PAGE EXTRACT below:

The answer comes quickly in the corresponding movement of Beethoven's Fourth Piano Concerto, where there's oppositional dialogue between soloist and orchestra that ends on the pianist's terms. But a delay in one concerto partner's response to the other always grabs the attention. The dynamic is reversed in the slow movement of the Ravel Piano Concerto in G. There the soloist lays out a complete tune in leisurely fashion. putting his/her stamp on it. When the flute, then other solo woodwinds, finally enter, the effect is magical. After the orchestra shows that it has "earned" the partnership, the English horn gets a crack at the tune near the end. The movement's design never fails to beguile.

Roberto Abbado's grip on "The Firebird" was sustaining.
In the Russian masterpiece under review here, the soloist's answer in the slow movement is heart-rending. As many times as you hear the music, it seems the tension is always there before the violinist modestly makes lyrical suggestions around the passacaglia theme first outlined by horns and turned into a chorale by woodwinds. As the movement progresses, the somewhat diffident solo music turns triumphant, but always in a spirit of collaboration.

This was beautifully handled Friday night. I hear the soloist as conveying a message pertinent not merely to standing up against tyranny, but also for citizens in a democratic republic (for as long as we have it). It  says: "I have a right to be here, seeing things in my own way, but I also acknowledge and value my participation in the larger community, and expect that community will reciprocate, honoring my integrity. And just look at what we can accomplish!"

The individualistic strain comes to the fore untethered in the five-minute solo cadenza, which De Pue brought off superbly. Then, with scarcely a break, the soloist is sentenced to hard labor in the finale. De Pue sounded more than willing to shoulder any burden and exhibit his control of it. Despite some variation in pinpoint coordination, the movement was unstinting in its brilliance and power.

This weekend's concerts open with the Prelude to Mussorgsky's opera "Khovanshchina," orchestrated by Rimsky-Korsakov
and carrying the title "Dawn on the Moskva River." Friday's performance featured fine oboe and clarinet solos piercing gently the morning mists rising over water. The entrance of the horns was magical, recalling a passage (admittedly a little purple) in the Russian basso Feodor Chaliapin's memoir that I've always admired: "In Russia the voice of love is raised at dawn, and rings in the shadowy darkness....the deep tones of a bell chime forth and re-echo the song. The shadows quiver, and the whisper of a divine annunciation seems to steal into the very essence of one's being." Abbado and the ISO conjured up that evanescent atmosphere.

End of PAGE EXTRACT.

* _WHAT YOU SHOULD DO_
Name every composer the concert review mentions by name.

RECORDED DATA below:

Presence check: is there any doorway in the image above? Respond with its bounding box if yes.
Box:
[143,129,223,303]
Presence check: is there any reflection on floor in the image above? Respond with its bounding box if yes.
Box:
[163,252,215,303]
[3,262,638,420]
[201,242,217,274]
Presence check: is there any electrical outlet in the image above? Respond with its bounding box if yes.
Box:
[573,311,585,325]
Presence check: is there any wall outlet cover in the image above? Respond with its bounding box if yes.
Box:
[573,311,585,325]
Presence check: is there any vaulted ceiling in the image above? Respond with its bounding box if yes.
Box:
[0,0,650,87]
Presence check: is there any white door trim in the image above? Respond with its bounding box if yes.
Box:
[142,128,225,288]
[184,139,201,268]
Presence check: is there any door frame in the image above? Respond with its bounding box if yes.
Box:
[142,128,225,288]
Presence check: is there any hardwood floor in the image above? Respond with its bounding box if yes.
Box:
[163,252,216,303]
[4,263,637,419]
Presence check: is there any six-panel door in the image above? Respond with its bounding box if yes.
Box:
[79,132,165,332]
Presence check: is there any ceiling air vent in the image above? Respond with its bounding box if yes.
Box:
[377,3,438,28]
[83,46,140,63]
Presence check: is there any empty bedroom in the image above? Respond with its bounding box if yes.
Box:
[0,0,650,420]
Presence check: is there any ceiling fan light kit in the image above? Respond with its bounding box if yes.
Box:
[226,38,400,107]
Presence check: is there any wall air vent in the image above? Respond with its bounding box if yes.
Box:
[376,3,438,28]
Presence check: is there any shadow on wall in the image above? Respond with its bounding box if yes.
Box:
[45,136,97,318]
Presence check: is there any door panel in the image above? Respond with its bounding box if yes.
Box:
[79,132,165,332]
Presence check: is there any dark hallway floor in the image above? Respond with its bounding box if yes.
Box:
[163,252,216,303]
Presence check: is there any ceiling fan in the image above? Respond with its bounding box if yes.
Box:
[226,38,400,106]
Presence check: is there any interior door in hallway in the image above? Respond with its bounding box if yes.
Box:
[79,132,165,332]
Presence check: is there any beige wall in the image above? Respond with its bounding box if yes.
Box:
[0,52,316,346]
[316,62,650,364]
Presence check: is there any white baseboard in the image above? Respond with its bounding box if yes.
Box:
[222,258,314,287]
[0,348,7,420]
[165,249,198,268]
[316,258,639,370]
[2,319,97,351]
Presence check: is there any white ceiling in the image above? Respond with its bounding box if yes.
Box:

End of RECORDED DATA.

* _RESPONSE BELOW_
Beethoven, Ravel, Mussorgsky, Rimsky-Korsakov